## WORK TO DO
Every entry must be echoed exactly.

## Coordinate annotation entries
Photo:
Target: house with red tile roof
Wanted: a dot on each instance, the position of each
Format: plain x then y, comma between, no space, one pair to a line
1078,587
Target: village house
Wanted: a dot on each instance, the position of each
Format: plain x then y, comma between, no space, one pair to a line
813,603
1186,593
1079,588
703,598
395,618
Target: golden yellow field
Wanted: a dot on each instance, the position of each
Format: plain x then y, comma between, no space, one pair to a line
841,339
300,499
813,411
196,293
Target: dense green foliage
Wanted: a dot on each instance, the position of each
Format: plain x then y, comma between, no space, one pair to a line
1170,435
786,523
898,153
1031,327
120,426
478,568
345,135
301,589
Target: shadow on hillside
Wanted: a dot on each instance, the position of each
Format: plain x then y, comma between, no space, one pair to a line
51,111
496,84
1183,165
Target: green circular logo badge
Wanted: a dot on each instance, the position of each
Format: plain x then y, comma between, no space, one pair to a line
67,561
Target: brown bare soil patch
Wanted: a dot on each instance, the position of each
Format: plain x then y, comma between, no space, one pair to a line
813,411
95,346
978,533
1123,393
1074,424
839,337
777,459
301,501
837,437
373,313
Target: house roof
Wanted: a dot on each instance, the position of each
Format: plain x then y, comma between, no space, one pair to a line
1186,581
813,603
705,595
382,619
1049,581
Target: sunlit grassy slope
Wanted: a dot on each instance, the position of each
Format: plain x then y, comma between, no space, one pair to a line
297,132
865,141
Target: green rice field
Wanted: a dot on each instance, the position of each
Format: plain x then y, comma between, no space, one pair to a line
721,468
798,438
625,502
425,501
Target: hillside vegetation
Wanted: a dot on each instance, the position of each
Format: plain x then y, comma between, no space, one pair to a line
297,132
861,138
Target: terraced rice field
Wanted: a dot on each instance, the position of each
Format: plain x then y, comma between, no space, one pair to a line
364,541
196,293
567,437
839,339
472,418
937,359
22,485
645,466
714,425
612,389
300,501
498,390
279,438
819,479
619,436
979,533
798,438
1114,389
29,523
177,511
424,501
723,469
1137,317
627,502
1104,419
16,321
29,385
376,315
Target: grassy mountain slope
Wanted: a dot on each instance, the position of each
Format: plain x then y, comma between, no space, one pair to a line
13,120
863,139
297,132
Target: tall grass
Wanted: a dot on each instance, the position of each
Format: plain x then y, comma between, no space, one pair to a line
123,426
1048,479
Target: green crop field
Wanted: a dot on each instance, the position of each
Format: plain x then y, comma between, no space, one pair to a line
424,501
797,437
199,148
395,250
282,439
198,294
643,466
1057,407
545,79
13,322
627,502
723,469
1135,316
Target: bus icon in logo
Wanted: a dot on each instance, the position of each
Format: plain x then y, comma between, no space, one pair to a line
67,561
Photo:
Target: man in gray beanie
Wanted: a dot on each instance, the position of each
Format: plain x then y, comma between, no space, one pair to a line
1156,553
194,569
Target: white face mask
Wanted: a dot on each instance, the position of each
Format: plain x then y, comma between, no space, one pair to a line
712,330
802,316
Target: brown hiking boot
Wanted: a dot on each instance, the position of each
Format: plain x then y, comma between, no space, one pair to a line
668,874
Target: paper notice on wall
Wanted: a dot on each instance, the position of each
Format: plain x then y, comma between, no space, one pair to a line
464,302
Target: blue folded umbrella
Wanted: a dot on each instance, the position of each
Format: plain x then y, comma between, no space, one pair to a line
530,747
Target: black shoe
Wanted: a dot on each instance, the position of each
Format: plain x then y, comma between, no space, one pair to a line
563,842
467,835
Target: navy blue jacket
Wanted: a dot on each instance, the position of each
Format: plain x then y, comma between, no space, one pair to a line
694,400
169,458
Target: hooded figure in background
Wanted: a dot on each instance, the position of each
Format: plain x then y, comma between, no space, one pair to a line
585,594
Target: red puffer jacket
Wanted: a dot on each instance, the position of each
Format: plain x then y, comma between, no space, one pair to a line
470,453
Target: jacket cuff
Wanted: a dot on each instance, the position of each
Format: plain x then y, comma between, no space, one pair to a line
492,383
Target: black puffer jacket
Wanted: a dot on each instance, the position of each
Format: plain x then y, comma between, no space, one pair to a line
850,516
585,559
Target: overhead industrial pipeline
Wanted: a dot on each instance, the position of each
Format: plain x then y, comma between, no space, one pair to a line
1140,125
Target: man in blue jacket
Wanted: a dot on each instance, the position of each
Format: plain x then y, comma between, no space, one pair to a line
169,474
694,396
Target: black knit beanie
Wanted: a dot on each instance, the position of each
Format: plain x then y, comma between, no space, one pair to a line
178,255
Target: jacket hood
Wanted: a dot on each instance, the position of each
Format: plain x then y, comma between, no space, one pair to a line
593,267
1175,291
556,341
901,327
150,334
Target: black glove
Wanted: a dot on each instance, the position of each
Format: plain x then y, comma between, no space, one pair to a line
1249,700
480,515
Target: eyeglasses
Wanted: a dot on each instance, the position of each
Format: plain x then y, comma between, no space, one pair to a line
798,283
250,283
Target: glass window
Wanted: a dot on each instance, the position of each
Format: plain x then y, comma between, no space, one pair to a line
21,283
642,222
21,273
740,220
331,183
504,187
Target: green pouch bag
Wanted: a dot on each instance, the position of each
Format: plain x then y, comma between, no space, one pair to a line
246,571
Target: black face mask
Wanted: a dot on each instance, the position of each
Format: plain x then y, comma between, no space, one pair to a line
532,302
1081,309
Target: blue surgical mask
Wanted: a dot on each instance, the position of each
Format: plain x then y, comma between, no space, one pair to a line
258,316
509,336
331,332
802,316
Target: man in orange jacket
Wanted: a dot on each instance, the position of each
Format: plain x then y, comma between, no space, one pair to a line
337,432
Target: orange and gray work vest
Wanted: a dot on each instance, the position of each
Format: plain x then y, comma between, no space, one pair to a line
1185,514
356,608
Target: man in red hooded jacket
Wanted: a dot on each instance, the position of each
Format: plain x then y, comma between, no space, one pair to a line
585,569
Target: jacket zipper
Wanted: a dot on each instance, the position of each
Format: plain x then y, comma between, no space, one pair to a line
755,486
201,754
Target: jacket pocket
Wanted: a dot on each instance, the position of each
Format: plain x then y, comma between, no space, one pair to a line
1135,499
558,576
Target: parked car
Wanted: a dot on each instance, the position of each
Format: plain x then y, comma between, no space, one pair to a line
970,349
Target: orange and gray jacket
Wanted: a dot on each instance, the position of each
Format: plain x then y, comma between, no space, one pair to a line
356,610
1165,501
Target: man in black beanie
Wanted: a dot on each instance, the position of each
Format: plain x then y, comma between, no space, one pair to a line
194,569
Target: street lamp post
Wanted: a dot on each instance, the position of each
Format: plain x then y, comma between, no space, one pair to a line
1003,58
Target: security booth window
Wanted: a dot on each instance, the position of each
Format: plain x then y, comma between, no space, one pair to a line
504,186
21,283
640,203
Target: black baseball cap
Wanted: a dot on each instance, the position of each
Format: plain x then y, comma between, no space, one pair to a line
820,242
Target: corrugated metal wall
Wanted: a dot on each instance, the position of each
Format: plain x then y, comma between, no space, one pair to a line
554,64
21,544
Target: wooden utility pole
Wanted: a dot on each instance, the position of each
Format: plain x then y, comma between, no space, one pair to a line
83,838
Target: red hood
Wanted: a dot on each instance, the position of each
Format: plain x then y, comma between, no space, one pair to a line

## CORRECT RESULT
Photo:
Target: house with red tile roof
Wanted: a dot on each instance, the position of each
Format: plain x then y, comma between, no space, one pair to a line
1078,587
Target: village house
Wanted: a dot on each instance, the position of each
Format: plain x then y, comma between, no space, one pair to a line
813,603
1186,593
1079,588
703,598
395,618
Target: golden yellow field
Wanted: a dot on each instance, the position of each
Format: plain x then y, comma between, no space, one pair to a line
841,339
300,499
813,411
196,293
Target: dense green foliage
Wanted: a dot on each instance, the position of each
Format: plain x then y, comma between, no space, one pair to a line
1170,435
786,523
898,153
1031,327
120,426
478,568
345,135
301,589
Target: shadow on hillside
Wanted: a dot on each instance, the position of each
Format: plain x then y, comma between, no space, one pair to a line
51,111
496,84
1183,165
Target: green circular logo badge
Wanted: a dot on each instance, the position of each
Format: plain x then y, comma between, no space, one pair to a line
67,561
Target: brown bare soil patch
Wanted: a dot on each instance, the position of each
Format: plain x then y, comma between, no space, one pair to a line
813,411
95,346
978,533
1123,393
1074,424
839,337
777,459
301,501
837,437
373,313
Target: house roof
Wanted: a dot on each instance, the position of each
Format: plain x then y, comma between, no space, one pair to a line
1186,581
813,603
705,595
382,619
1049,581
Target: sunlit grassy slope
Wanted: a dot on each instance, the position of each
Format: plain x then y, comma between, no space, one pair to a line
297,132
865,141
Target: green rice field
Wanted: a dot on each instance, the position of each
Format: plain x then y, comma between, no space, one pair to a line
721,468
798,438
625,502
425,501
Target: hillside vegetation
Wanted: a dot on each instance, the position of each
Format: plain x then y, comma between, no space, one pair to a line
297,132
861,138
Target: terraced rice field
Wanted: a dot on each instance, the position of each
Format: plain x then y, comma between, no space, one pair to a line
364,541
196,293
567,437
839,339
472,418
937,359
22,485
645,466
714,425
612,389
300,501
498,390
279,438
819,479
619,436
979,533
798,438
1114,389
29,523
177,511
424,501
723,469
1137,317
627,502
1104,419
16,321
29,385
376,315
Target: grassy mountain slope
Wanted: a dot on each instance, the position of each
Format: plain x then y, comma between, no space, one pair to a line
13,120
863,139
297,132
Target: tall grass
Wanted: a dot on each instance, the position of each
Format: plain x then y, comma between, no space, one pair to a line
123,426
1048,479
Target: green crop field
Wanted: a dot on each instance, the position of each
Format: plain x then y, comma between, no space, one pair to a line
424,501
797,437
199,148
395,250
282,439
198,294
643,466
1057,407
545,79
13,322
627,502
723,469
1135,316
Target: bus icon in logo
Wanted: a dot on each instance, the position of each
Format: plain x then y, comma between, no space, one pair to a line
67,561
Photo:
Target: man in gray beanie
Wanted: a dot on each instance, the position of each
Format: plain x then y, comma between, no space, one pair to a line
1156,553
194,569
Target: white face mask
Wanted: a dot on each instance, the position of each
Format: plain x then y, comma between, no space, one pair to a line
712,330
802,316
Target: brown hiking boot
Wanted: a dot on each instance, the position of each
Format: plain x then y, comma between, no space, one pair to a line
668,874
Target: paper notice on wall
Wanted: a dot on each instance, the position of each
Format: plain x then y, comma between, no space, one pair to a line
464,302
Target: blue folded umbrella
Wanted: a dot on each instance, the position of each
Format: plain x then y, comma between, no space, one pair to a line
530,747
Target: black shoe
Wanted: a dot on each instance, the position of each
Format: plain x then y, comma between, no space, one pair to a line
563,842
467,835
Target: navy blue jacket
Wanted: a dot on each instance, the position of each
Format: plain x then y, comma between, no space, one pair to a line
694,400
169,458
Target: hooded figure in background
Wanted: a dot on each instance, the position of each
Format: plain x then y, comma between, no space, one pair to a line
585,594
Target: red puffer jacket
Wanted: a dot on each instance, the position of each
Format: plain x then y, comma between, no space, one pair to a line
470,453
Target: jacket cuff
Wanted: a dot on each instance, the position of each
Format: plain x then y, comma between, no space, one pair to a line
492,383
Target: black puffer jacket
Wanted: a dot on each instance, the position of each
Format: plain x then y, comma between, no space, one pair to a line
850,516
585,559
Target: overhead industrial pipeline
Wanted: a dot on each instance, the position of each
Format: plain x then y, comma between, no space, one pair to a line
1140,125
Target: man in blue jacket
Wanted: a dot on each instance, the position of each
Format: plain x then y, comma between, no space, one pair to a line
169,474
694,396
Target: black knit beanie
Wanted: a dot on each instance, the position of each
Format: plain x then y, comma between, no space, one pair to a line
178,255
Target: jacket hood
Wanted: a dot on each instance, the position of each
Format: plain x then y, comma between, no space, one pair to a line
593,267
1175,291
556,341
901,327
150,334
Target: black glove
Wanted: a dot on each instance, the position of each
Format: plain x then y, comma between, no space, one pair to a line
1249,700
480,515
Target: eyeglasses
Wanted: a dot on each instance, the position of each
Format: plain x then y, comma between, no space, one pair to a line
798,283
250,283
Target: glass window
Wanted: a dot on each instance, the position of each
Format: plain x then y, comma between, no space, one pair to a line
21,283
642,222
21,273
740,220
331,183
504,187
Target: green pouch bag
Wanted: a dot on each instance, the position of each
Format: plain x then y, comma between, no space, one pair to a line
246,571
Target: black face mask
Wanted: a dot on each instance, the position of each
Format: plain x then y, comma between, no space, one pair to a line
532,302
1081,309
Target: blue surgical mask
Wanted: a dot on each instance, the position of each
Format: plain x then y, comma between, no space, one pair to a line
258,316
509,336
331,332
802,316
Target: man in orange jacket
Wanted: a dot on each instance, the position of each
Format: plain x then y, comma between, no space, one pair to a line
337,432
Target: orange and gray work vest
Wanted: a dot on each instance, the position of each
Format: plain x then y, comma between, no space, one pair to a line
1185,514
356,608
Target: man in red hooded jacket
Wanted: a dot on each instance, the position of each
Format: plain x then y, comma between, no space, one pair to a line
585,569
Target: jacket zipper
Wanted: a dot on each instance, the position of each
Format: plain x then y, comma between, no space, one pair to a line
755,486
201,754
Target: jacket pocket
Wanted: a dot on each instance, the position of each
Format: plain x then y, comma between, no space, one pair to a line
1135,499
558,576
Target: parked car
Wanted: a dot on each instance, the position of each
Format: plain x then y, comma between, no space, one pair to a line
970,349
Target: orange and gray jacket
Wanted: a dot on each instance, the position of each
Format: plain x then y, comma between, no space, one pair to a line
356,610
1165,501
Target: man in black beanie
Wanted: a dot on each instance, the position of each
Format: plain x then y, comma between, no space, one pair to a line
194,569
Target: street lamp post
Wanted: a dot on each instance, the position of each
Format: plain x then y, comma between, no space, one pair to a line
1003,58
Target: security booth window
Wanted: a dot on each instance, the position of each
Format: plain x then y, comma between, no space, one pair to a line
504,186
21,283
640,203
Target: black baseball cap
Wanted: a dot on each instance, the position of each
Format: plain x then y, comma between, no space, one pair to a line
820,242
Target: corrugated metal wall
Wanted: a dot on each instance, the position of each
Format: plain x then y, comma between, no space, one pair to a line
554,64
21,544
Target: wooden utility pole
Wanted: a dot on each instance, the position of each
Format: plain x then y, comma between, no space, one pair to a line
83,838
Target: red hood
Wanted: a dot on each instance, the position of each
Format: plain x then y, comma between, no space, one pair to a line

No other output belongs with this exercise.